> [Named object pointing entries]
###
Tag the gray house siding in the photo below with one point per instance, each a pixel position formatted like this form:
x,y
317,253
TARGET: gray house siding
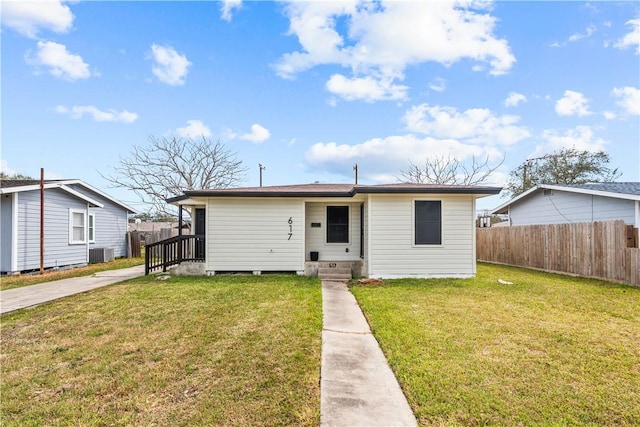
x,y
557,207
57,250
6,237
110,223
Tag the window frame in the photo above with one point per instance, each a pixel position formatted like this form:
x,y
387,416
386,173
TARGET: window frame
x,y
72,226
329,225
415,224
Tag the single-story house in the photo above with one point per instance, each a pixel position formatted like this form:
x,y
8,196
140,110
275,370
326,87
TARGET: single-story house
x,y
563,203
381,231
78,218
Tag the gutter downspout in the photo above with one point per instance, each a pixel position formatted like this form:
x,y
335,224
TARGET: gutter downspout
x,y
41,220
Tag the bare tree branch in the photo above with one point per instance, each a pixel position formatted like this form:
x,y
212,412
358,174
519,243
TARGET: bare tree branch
x,y
168,166
449,170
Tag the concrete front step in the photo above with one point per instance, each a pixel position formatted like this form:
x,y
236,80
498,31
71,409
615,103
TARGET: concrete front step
x,y
334,273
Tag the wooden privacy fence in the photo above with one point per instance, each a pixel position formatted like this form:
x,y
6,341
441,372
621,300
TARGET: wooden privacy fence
x,y
605,250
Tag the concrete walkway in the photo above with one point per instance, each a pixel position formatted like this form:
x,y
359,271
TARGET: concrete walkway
x,y
357,387
27,296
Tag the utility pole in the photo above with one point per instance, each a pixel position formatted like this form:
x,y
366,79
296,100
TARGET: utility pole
x,y
261,169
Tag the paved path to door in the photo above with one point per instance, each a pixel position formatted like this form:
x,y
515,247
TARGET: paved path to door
x,y
27,296
357,387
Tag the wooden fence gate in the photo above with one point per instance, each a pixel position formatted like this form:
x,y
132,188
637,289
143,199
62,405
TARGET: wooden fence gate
x,y
605,250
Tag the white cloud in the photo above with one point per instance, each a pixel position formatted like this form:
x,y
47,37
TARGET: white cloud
x,y
588,32
632,38
573,104
628,99
5,169
365,88
194,129
438,84
29,17
226,10
383,38
580,138
475,126
170,67
514,99
257,135
61,63
111,115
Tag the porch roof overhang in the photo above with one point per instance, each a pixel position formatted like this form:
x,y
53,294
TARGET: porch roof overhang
x,y
331,191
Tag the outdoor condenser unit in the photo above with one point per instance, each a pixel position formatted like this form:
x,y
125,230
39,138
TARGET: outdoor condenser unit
x,y
100,255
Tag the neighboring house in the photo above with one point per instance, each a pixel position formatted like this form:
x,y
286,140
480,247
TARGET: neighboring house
x,y
559,203
77,217
394,230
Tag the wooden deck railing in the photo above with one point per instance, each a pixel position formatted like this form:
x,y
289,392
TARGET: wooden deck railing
x,y
173,251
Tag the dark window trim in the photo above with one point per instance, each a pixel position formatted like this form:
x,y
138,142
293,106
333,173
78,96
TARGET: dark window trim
x,y
332,226
419,237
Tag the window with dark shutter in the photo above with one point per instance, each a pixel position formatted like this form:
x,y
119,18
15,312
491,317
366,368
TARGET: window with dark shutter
x,y
428,222
337,224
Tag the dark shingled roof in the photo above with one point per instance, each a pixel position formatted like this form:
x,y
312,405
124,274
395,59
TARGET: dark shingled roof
x,y
610,187
335,190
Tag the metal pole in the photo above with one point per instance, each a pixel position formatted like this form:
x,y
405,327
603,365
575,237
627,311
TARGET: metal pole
x,y
41,220
261,169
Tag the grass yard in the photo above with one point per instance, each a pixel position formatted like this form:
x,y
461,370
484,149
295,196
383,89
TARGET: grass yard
x,y
234,350
10,282
546,350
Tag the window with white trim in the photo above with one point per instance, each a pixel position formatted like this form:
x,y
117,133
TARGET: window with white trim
x,y
77,226
92,228
428,222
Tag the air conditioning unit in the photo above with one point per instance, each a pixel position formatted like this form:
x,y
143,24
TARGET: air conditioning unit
x,y
100,255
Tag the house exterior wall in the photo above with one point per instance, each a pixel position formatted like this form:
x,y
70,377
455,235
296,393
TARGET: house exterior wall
x,y
110,223
253,234
57,250
391,251
6,226
564,207
316,238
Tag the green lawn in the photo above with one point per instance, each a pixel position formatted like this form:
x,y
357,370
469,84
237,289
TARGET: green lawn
###
> [INSTRUCTION] Any pictures should be dropped; transcribe the rest of the records above exactly.

> [ANSWER BELOW]
Tag the gray house siding in the photo below with one point per instance, each a pixel position formatted like this form:
x,y
317,253
TARGET: gray house siding
x,y
557,207
57,250
6,237
110,223
Tag the window frame in the photo above with one point per instance, each a pixel position formatted like this form:
x,y
387,416
386,173
TARGET: window frame
x,y
72,226
329,225
415,224
Tag the single-story house in the photo above with one point per instance, each a pixel position formatted like this form:
x,y
8,196
140,110
275,370
326,87
TARGET: single-story house
x,y
563,203
381,231
78,218
Tag the gutter downspout in the photo above with one point per instance, each a pixel position formatted like this form:
x,y
335,224
TARGET: gutter downspout
x,y
41,220
Tag the bare tree branch in the photo above with one point per instance, each a pixel position formatted like this form:
x,y
212,412
358,174
519,243
TARGET: bare tree branch
x,y
168,166
449,170
Tag the concrete front step in the photo above with one point per instance, each a pixel position formatted like this form:
x,y
236,80
498,31
71,409
615,103
TARGET: concrete front step
x,y
334,273
Tag the wooden privacy fence in the photo above with one point per instance, each a pixel position formatted like this form:
x,y
6,341
441,372
621,300
TARGET: wooden privacy fence
x,y
605,250
Tag the concrete walkway in the photo above with one point per instance, each a pixel position formatted like this form:
x,y
359,271
TARGET: concrete walkway
x,y
357,387
27,296
Tag the utility pole in the photo above with one point per instance, each a pixel position formatted like this form:
x,y
366,79
296,100
TARGET: utility pole
x,y
261,169
Tag the paved path to door in the photo above with one point per instance, each a pixel position formatted like this form:
x,y
515,247
TARGET: paved path to door
x,y
27,296
357,387
Tag the wooden fence gate in the photo above with one point per instance, each a pixel position formatted like this form:
x,y
132,188
637,289
143,199
62,405
TARGET: wooden fence gate
x,y
605,250
Tag the white cloud in the photo above with one point per instance, each a pixel position formatted like this form:
x,y
47,37
TARGET: white cloud
x,y
588,32
632,38
573,104
628,99
5,169
365,88
194,129
438,84
29,17
226,10
383,38
580,138
475,126
170,67
514,99
257,135
61,63
111,115
Tag the porch roof overhang in the photo above with one point per instance, each a pixel position formatted like this form:
x,y
53,294
TARGET: porch roof overhang
x,y
331,191
Tag the outdoor condenser unit in the photo above with one point per instance, each a pixel position formatted like this form:
x,y
125,230
39,138
TARGET: outdoor condenser unit
x,y
100,255
Tag the neighboring house in the photo above with one point per instance, each a pixel position formatted like this form:
x,y
286,140
480,247
TARGET: neighboring house
x,y
559,203
77,217
394,230
Tag the wooden deck railing in the photo above with one point per instance, each a pixel position formatted like this form:
x,y
289,392
TARGET: wooden deck railing
x,y
173,251
Tag the dark window trim in the photo above with one point per instance, each a pixel position formatted like this form:
x,y
138,142
293,106
333,173
78,96
TARGET: dark window trim
x,y
332,226
419,237
Tag the window with dark shutter in the photo above with one point per instance, each a pixel position formatted like this form:
x,y
119,18
15,312
491,317
366,368
TARGET: window with dark shutter
x,y
428,222
337,224
Tag the dark shingled roof in the photo above with one point per instance, each a pixel position formatted like this form:
x,y
312,405
124,274
395,59
TARGET: dark shingled roof
x,y
610,187
335,190
Tag the metal pole in the photo above with one point per instance, each a pixel position formatted like this form:
x,y
405,327
603,365
575,237
627,311
TARGET: metal pole
x,y
41,220
261,169
Tag the grass yard in the photo above with one point per instance, each a pixel position formatted like this form:
x,y
461,370
484,149
295,196
383,89
TARGET: grass yard
x,y
234,350
10,282
546,350
Tag the window with white trim in the photo above with one point per instance, each a pixel position formatted like this form:
x,y
117,133
TARGET: window with white trim
x,y
77,226
92,228
428,222
Tag the air conditioning unit in the photo above with one point per instance, each a pixel position formatted like this form:
x,y
143,24
TARGET: air conditioning unit
x,y
100,255
Tag the house exterior wall in the photo above with one point per instance, each a pixel position formatted like this form:
x,y
70,377
455,235
296,393
TARGET: house exterior wall
x,y
110,223
253,234
57,250
391,251
6,226
564,207
316,238
Tag the green lawn in the photo above with one point per instance, each a pixel position formatted like this form:
x,y
357,370
469,84
237,289
TARGET: green lawn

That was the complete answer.